Directions
Quote the lines below exactly, from the one that holds "Would you mind marking the reddish" through the final line of the records, and only those.

Data provided
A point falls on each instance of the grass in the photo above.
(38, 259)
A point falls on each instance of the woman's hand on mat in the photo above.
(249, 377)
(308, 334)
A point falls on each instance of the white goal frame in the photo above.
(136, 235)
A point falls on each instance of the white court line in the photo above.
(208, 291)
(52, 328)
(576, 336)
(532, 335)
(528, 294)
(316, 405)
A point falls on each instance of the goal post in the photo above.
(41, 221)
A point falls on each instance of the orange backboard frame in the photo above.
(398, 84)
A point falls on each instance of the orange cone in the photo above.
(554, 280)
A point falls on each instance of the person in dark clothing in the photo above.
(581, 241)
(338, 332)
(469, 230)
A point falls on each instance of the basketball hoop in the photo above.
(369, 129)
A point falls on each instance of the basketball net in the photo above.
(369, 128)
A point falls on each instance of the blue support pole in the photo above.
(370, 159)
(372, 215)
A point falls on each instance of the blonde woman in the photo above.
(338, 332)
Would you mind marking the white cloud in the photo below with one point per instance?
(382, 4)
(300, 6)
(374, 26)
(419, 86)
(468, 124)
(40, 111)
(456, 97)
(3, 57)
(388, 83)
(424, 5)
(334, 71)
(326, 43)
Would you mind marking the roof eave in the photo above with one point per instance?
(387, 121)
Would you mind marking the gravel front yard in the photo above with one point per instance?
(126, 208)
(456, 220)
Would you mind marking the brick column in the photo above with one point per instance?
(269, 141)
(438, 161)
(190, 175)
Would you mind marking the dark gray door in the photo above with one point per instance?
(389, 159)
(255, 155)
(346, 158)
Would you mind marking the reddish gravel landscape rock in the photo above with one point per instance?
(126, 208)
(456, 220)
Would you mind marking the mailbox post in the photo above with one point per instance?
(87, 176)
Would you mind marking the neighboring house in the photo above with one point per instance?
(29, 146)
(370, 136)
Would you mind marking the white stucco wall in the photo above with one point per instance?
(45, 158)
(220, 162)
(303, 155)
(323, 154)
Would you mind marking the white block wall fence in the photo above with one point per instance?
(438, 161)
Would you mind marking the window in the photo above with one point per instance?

Written reply
Would you mind marking the reddish gravel landscape rock in the photo above with one point per instance?
(126, 208)
(456, 220)
Would you mind marking the mailbox post in the photo above with one point per instance?
(87, 176)
Would you mind marking the neighboring house in the photo above with one point per instance?
(29, 146)
(370, 136)
Would you mind marking the white stucco wall in the photo above with one point per instance?
(45, 158)
(220, 162)
(303, 155)
(323, 154)
Would you mind marking the white block wall fence in the photo above with one point per instance?
(438, 161)
Would you mind marking the window in the photo above with one point per instance?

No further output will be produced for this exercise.